• Exercise materials:
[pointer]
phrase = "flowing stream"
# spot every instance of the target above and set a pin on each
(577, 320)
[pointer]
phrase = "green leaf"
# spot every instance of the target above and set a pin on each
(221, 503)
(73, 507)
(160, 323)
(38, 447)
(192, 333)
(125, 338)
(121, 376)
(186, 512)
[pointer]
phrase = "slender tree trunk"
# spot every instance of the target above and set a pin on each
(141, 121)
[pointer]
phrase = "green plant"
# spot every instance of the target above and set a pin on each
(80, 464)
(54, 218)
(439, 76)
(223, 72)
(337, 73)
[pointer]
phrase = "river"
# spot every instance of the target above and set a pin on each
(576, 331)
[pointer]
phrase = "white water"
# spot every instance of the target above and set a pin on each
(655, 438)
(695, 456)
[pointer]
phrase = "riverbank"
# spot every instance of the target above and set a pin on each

• Task description:
Copy every row above word for word, with no changes.

• Answer for this exercise:
[pointer]
phrase = "flowing stream"
# spot every instance of the target above and set a pin on each
(577, 320)
[pointer]
phrase = "green leaf"
# spot every instance of the target above and set a pin on each
(221, 503)
(73, 507)
(160, 323)
(38, 447)
(192, 333)
(125, 338)
(121, 376)
(186, 512)
[pointer]
phrase = "slender tree trunk"
# spot every instance of the target above and set a pin on each
(141, 121)
[pointer]
phrase = "green plant"
# spot every instance of the target above and set a pin on each
(80, 464)
(54, 218)
(439, 76)
(223, 72)
(337, 73)
[pointer]
phrase = "river"
# spot every instance of the target above and set a pin on each
(576, 331)
[pointer]
phrase = "white water"
# spot every instance of the target above and set a pin on each
(655, 438)
(695, 456)
[pointer]
phrase = "riverbank"
# spot every instance of the target above and set a pin on each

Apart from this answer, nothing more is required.